◆ The data:
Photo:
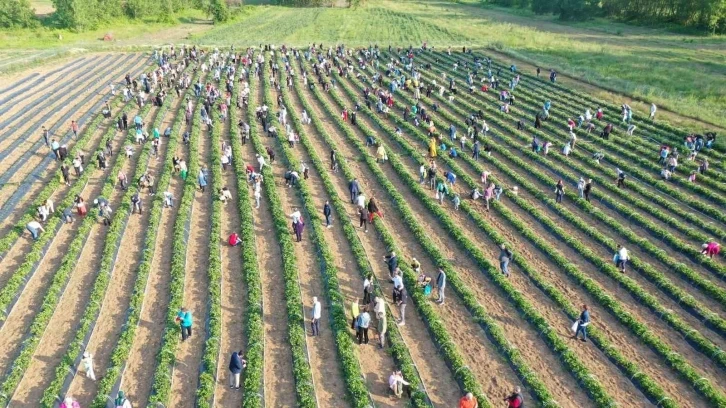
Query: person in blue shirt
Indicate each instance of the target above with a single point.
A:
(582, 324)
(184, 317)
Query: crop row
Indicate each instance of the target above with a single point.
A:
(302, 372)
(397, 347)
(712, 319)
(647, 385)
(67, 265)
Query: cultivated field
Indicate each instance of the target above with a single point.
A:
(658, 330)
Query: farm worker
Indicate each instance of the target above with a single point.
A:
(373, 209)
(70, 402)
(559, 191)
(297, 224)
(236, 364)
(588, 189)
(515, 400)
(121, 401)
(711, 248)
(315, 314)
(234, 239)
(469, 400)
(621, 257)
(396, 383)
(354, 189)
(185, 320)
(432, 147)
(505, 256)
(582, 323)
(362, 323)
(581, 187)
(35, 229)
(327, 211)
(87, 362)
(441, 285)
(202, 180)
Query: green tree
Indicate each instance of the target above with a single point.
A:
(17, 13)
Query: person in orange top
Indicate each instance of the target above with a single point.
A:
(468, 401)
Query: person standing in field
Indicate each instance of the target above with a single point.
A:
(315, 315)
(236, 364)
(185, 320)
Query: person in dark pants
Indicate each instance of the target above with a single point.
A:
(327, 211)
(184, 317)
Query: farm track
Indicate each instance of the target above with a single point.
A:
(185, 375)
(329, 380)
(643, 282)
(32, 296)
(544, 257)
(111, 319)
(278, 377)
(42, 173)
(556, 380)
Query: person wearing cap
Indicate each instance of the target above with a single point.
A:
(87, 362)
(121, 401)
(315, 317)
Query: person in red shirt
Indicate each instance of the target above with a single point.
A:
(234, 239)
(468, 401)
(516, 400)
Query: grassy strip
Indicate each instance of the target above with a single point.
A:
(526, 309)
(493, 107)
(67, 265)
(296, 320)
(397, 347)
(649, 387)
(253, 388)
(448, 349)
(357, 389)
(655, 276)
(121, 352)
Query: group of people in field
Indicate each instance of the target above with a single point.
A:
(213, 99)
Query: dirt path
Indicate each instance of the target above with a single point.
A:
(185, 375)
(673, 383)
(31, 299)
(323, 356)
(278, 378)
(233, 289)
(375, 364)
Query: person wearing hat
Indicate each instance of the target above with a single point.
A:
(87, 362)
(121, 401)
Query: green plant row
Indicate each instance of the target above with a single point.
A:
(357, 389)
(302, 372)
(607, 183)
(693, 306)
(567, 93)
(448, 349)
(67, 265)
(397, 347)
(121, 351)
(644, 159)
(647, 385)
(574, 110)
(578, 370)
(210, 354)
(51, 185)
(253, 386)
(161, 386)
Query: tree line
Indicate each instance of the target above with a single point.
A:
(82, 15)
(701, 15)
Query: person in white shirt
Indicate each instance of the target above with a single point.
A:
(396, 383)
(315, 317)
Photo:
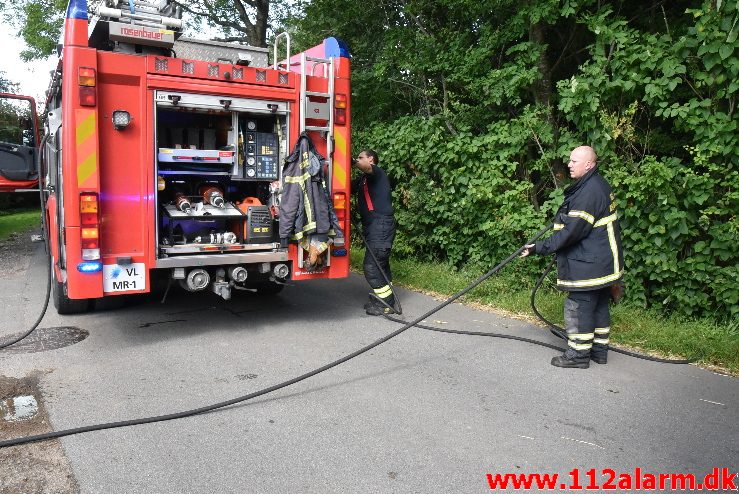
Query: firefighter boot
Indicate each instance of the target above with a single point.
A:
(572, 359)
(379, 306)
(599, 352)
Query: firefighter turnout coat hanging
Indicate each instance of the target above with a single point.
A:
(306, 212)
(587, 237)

* * *

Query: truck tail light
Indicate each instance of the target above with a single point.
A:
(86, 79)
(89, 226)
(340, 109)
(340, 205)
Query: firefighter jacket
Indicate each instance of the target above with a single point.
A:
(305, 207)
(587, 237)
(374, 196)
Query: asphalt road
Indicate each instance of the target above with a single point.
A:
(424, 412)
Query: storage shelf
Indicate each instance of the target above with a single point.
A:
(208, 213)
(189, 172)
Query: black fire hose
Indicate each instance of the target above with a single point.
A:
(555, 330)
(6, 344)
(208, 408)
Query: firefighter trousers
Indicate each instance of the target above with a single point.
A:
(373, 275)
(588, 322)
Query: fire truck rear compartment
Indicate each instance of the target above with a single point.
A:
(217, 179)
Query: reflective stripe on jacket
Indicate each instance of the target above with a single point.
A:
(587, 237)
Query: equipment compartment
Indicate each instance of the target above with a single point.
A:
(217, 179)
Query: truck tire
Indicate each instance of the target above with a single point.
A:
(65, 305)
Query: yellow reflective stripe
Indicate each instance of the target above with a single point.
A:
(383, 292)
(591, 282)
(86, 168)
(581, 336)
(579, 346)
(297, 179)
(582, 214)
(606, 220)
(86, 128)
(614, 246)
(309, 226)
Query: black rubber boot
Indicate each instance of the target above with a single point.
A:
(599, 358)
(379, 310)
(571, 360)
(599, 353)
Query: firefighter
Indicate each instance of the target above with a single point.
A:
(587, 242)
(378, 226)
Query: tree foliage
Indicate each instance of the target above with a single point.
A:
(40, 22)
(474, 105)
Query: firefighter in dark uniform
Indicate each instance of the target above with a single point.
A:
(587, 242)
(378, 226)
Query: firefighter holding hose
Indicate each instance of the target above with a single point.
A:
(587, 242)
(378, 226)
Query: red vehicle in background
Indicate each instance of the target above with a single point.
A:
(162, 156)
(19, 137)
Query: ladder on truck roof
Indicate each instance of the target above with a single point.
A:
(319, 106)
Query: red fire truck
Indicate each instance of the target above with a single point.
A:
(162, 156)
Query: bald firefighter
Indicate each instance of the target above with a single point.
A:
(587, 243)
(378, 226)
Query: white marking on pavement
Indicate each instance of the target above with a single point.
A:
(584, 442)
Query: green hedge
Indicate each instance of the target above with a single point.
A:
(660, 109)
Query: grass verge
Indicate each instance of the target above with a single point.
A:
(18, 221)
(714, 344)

...

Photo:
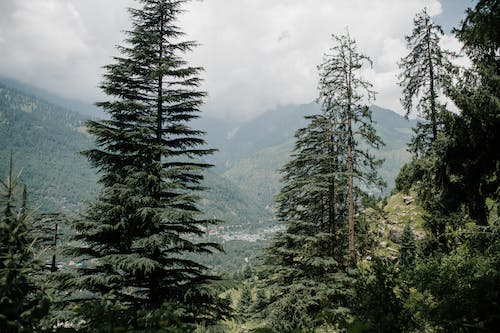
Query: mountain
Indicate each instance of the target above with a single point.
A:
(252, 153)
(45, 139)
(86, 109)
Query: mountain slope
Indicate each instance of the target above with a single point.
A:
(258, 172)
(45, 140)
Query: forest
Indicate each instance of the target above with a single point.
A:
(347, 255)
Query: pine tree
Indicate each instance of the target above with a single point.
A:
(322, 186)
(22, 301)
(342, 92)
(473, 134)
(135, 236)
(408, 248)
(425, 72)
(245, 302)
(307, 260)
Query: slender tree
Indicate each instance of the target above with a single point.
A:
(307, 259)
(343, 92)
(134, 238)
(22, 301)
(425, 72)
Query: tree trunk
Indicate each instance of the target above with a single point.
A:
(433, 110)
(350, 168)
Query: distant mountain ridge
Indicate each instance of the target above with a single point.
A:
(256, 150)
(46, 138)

◆ Exercise aim:
Among the lines of the material above, find those with the word "boot". Copy each one.

◆ Exercise response:
Query: firefighter boot
Query: black rubber boot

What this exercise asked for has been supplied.